> [Data for this exercise]

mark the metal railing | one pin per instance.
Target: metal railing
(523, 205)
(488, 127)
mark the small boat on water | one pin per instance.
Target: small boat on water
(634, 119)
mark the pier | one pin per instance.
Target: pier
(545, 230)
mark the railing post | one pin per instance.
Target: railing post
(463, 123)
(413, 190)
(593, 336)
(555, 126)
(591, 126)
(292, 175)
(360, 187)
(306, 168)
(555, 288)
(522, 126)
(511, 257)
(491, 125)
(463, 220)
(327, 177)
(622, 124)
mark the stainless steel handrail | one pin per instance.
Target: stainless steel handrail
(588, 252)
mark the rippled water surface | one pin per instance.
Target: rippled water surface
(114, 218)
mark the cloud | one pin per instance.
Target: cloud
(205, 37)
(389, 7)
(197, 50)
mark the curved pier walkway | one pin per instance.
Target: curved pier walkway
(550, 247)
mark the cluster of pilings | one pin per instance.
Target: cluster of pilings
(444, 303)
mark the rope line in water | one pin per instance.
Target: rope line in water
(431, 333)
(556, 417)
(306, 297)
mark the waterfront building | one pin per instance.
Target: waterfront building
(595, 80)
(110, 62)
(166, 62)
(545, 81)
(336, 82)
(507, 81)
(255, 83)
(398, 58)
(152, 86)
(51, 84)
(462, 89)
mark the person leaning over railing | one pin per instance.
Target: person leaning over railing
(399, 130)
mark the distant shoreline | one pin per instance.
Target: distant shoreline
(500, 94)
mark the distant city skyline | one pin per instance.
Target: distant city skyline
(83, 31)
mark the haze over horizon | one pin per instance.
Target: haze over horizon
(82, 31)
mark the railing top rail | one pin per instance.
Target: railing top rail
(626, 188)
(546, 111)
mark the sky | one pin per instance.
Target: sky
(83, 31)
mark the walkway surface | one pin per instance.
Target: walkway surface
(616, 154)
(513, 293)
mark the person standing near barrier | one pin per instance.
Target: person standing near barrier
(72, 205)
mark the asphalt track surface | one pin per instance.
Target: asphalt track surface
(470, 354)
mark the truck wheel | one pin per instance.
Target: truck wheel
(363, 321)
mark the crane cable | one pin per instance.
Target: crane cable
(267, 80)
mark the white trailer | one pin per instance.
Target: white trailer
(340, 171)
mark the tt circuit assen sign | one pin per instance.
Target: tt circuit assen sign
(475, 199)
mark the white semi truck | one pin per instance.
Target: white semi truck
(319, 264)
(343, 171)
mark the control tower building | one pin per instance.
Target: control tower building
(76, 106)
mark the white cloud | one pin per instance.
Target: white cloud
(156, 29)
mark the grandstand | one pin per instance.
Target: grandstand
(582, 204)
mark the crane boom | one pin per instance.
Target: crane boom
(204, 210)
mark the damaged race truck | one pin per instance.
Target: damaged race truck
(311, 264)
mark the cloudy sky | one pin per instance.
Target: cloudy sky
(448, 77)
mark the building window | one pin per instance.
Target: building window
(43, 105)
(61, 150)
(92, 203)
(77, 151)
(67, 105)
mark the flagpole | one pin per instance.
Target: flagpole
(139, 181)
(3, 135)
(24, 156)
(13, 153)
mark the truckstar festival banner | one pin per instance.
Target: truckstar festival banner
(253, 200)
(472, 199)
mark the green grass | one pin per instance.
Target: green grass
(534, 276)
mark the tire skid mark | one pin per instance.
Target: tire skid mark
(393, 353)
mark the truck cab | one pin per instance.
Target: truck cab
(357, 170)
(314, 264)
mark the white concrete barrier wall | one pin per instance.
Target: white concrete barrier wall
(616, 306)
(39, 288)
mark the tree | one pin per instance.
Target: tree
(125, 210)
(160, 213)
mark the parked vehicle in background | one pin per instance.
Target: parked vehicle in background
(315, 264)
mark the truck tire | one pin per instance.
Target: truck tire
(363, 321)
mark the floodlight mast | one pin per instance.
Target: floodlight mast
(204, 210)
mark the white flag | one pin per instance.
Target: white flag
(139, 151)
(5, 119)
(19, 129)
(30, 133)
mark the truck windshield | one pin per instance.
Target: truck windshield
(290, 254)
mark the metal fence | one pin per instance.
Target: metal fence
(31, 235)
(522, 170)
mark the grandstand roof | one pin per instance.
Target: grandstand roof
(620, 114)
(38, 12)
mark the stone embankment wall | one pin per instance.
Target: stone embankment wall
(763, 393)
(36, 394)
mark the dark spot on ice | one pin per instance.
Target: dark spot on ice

> [Work required] Output all entries again exactly; no line may be altered.

> [Result below]
mark the metal railing | one pin per instance.
Target: metal railing
(523, 205)
(488, 127)
mark the small boat on water | one pin per instance.
Target: small boat on water
(634, 119)
mark the pier | one pin per instance.
Target: pier
(545, 230)
mark the railing post | one pin per instance.
Target: railing post
(463, 123)
(413, 190)
(593, 336)
(555, 126)
(591, 126)
(292, 175)
(360, 187)
(306, 168)
(555, 288)
(522, 126)
(511, 257)
(491, 125)
(463, 220)
(327, 177)
(622, 124)
mark the stainless steel handrail | one pin per instance.
Target: stainless steel handrail
(588, 252)
mark the rippled water surface | one pin per instance.
Target: rippled water surface
(114, 218)
mark the cloud | one pin per instance.
Target: cloud
(205, 37)
(389, 7)
(197, 50)
mark the curved pier walkway | one pin per instance.
Target: curved pier walkway
(550, 247)
mark the cluster of pilings | one pin per instance.
Target: cluster of pilings
(444, 303)
mark the rope line in water | one pin per instance.
Target: rope line in water
(431, 333)
(556, 417)
(306, 297)
mark the waterfront building | one pin per instance.
Target: waterfront building
(595, 80)
(110, 62)
(166, 62)
(545, 81)
(336, 82)
(507, 81)
(255, 83)
(398, 58)
(152, 86)
(51, 84)
(462, 89)
mark the person leaning over railing | one pin per instance.
Target: person leaning over railing
(399, 130)
mark the distant shoreline | one pin per instance.
Target: distant shoreline
(500, 94)
mark the distant city skyline | one pin per instance.
Target: distant city skyline
(83, 31)
mark the haze over horizon | one pin per instance.
Target: haze over horizon
(82, 31)
mark the railing top rail | one pin per instance.
Target: railing top rail
(626, 188)
(546, 111)
mark the sky | one pin per instance.
Target: sky
(83, 31)
mark the walkway surface | one pin per instance.
Target: walkway surface
(616, 154)
(513, 293)
mark the person standing near barrier | one pin per instance.
Target: person standing near barrier
(72, 205)
mark the asphalt track surface | one pin per instance.
Target: asphalt track surface
(470, 354)
mark the truck wheel | one pin per instance.
Target: truck wheel
(363, 321)
mark the crane cable | one pin per instance.
Target: crane cable
(267, 80)
mark the white trailer | one pin per instance.
Target: white trailer
(340, 171)
mark the tt circuit assen sign | one pin per instance.
Target: tt circuit assen sign
(475, 199)
mark the white semi truck | one pin per instance.
Target: white semi truck
(319, 264)
(343, 171)
mark the control tower building | one pin per instance.
Target: control tower building
(76, 106)
mark the white cloud | one pin per instance.
Target: white cloud
(156, 29)
mark the grandstand | one pin per instance.
Target: grandstand
(582, 204)
mark the crane boom | one pin per instance.
Target: crane boom
(204, 210)
mark the damaged race truck | one pin per instance.
Target: damaged race truck
(311, 264)
mark the cloudy sky | one pin per instance.
Target: cloudy sky
(448, 77)
mark the building window | one pin per instance.
Target: building window
(43, 105)
(61, 150)
(92, 203)
(77, 151)
(67, 105)
mark the flagpole | one pin per instance.
Target: flagpole
(139, 181)
(3, 135)
(24, 156)
(13, 153)
mark the truckstar festival banner | one pin per instance.
Target: truckstar festival banner
(253, 200)
(472, 199)
mark the green grass | one pin per instance.
Target: green grass
(534, 276)
mark the tire skid mark | one pin per instance.
Target: tire skid mark
(393, 353)
mark the truck cab | one pin per instance.
Target: truck cab
(357, 170)
(314, 264)
mark the white concrete barrier wall | one pin per instance.
Target: white concrete barrier wall
(616, 306)
(39, 288)
mark the tree | one pin per instance.
Target: tree
(125, 210)
(160, 213)
mark the parked vehicle in background | one pin per instance.
Target: parked vehicle in background
(315, 264)
mark the truck tire | one pin per instance.
Target: truck tire
(363, 321)
mark the floodlight mast | one pin per instance.
Target: floodlight mast
(204, 210)
mark the white flag | one pin per instance.
Target: white flag
(139, 151)
(5, 119)
(19, 129)
(30, 133)
mark the truck windshield | one pin per instance.
Target: truck windshield
(290, 254)
mark the metal fence | one pin per instance.
Target: metal fence
(31, 235)
(522, 170)
mark the grandstand roof | one pin per instance.
Target: grandstand roof
(620, 114)
(38, 12)
mark the stone embankment wall | one pin per instance.
Target: stone embankment wall
(763, 393)
(36, 394)
mark the dark spot on ice | one pin per instance.
Target: dark spot on ice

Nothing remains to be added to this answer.